**Work required:** Could you revise the material below so that each "chest piece" becomes "chestpiece", with nothing else changed?

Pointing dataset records
=-=-=
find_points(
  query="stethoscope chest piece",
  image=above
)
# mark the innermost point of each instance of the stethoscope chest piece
=-=-=
**Response:**
find_points(
  query="stethoscope chestpiece",
  image=above
)
# mark the innermost point of each instance of the stethoscope chestpiece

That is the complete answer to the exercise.